── Selected excerpt ──

Just when you thought Michael Howard's powerful assault on Tony Blair at last Wednesday's Prime Minister's Questions meant that maybe the Tories weren't so bad after all, comes more news of what they're up to in their election campaigning.

Saturday's Guardian carries a
report on the Tories' anti-immigration campaign. The original print version of this article (but not the online version) includes a photo of a new Tory billboard. It reads:

"It's not racist to impose limits on immigration."
Underneath is the strapline,

"Are you thinking what we're thinking?"
This is part of the Tory strategy of 'dog whistle' politics, messages that are heard only by those for whom they are intended. If the turnout is as low as it was in 2001 (59%) or even lower, then much will hinge on differential turnout. The Tory objective is to mobilise the party's core support. This narrow appeal makes little sense until you realise that New Labour built a coalition of support in 1997 and 2001 that was wide but not deep. There is increasing disillusionment among erstwhile Labour voters, particularly women (see the ICM poll in today's News of the World). The Tories don't need disillusioned Labour voters to vote Tory; they just need them to abstain.

There is a general tendency to underestimate the Tories. Most of their campaigning is going on 'under the radar', through techniques such as phone-polling and targeted letters. They're unlikely to win, but will do much better than most people think.

───

- [Given exercise A]:
List every number that appears in the text on Tory campaigning, giving each distinct figure once.
The text and the records are separate material.

── Data provided ──

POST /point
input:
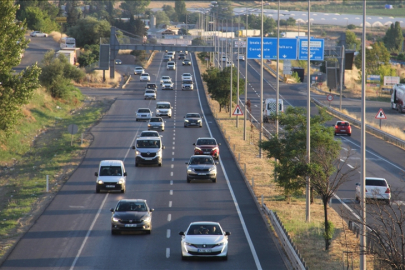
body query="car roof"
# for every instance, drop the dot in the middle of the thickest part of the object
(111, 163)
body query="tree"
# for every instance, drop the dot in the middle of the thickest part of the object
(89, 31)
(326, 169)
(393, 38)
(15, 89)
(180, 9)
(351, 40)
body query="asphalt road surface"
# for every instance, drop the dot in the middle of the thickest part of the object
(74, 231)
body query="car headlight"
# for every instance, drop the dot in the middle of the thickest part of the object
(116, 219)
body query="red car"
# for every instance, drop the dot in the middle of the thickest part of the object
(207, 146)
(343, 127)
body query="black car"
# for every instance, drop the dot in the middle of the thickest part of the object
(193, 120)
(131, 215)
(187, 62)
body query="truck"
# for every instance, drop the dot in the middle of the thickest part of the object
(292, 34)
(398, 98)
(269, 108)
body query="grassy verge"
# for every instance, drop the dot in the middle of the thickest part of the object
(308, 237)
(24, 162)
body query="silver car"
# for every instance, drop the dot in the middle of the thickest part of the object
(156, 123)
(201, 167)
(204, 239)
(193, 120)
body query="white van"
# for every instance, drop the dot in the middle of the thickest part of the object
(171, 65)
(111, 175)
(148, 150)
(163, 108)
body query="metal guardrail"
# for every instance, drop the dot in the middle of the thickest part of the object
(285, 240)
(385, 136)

───
── Data provided ──

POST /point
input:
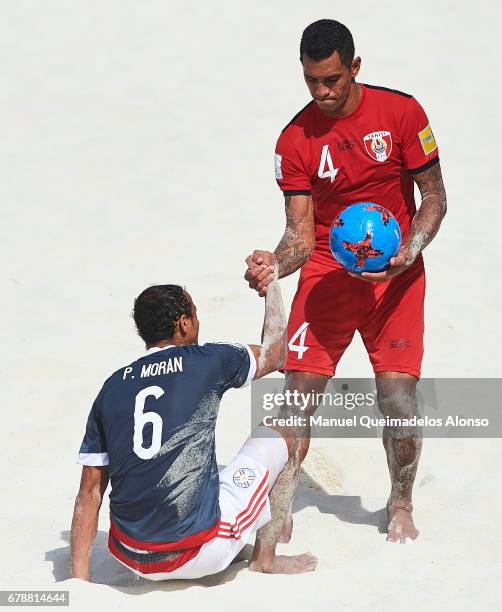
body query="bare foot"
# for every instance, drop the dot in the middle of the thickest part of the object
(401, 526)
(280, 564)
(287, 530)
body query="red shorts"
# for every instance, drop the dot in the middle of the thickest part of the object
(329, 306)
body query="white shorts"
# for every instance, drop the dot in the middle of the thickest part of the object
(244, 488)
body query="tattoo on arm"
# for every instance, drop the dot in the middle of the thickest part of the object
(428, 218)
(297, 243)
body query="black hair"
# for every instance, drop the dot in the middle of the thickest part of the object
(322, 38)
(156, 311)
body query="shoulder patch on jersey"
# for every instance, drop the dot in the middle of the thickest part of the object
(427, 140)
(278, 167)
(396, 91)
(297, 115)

───

- [Given exercise B]:
Please identify every line in the records that contains the string "white", and copy each one; case counts.

- [Expected output A]:
2001, 59%, 1997

- [Expected output B]:
body query="white van"
body query="white shorts"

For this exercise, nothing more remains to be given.